Instruction: Please copy out the material below with every "Field-scouting request" swapped for "Labeling request" and everything else unchanged, leaving out the pictures.

"""

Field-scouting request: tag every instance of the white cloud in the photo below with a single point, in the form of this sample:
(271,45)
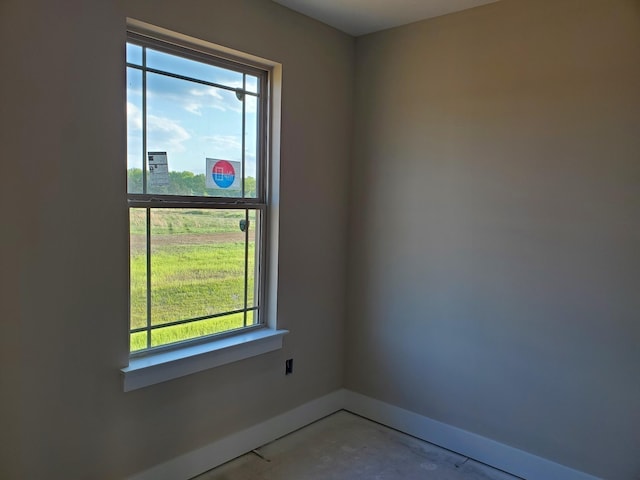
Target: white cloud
(165,135)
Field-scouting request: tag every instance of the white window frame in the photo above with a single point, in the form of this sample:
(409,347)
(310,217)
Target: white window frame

"""

Solution to this problem:
Labeling request: tag every instance of the white cloud in the photo below with a single point, in the form of this sample:
(271,45)
Target: white cloud
(165,135)
Labeling request: tag every instance of the white window frame in the photo above with a single point, in the form of this sample:
(409,347)
(310,217)
Target: white window frame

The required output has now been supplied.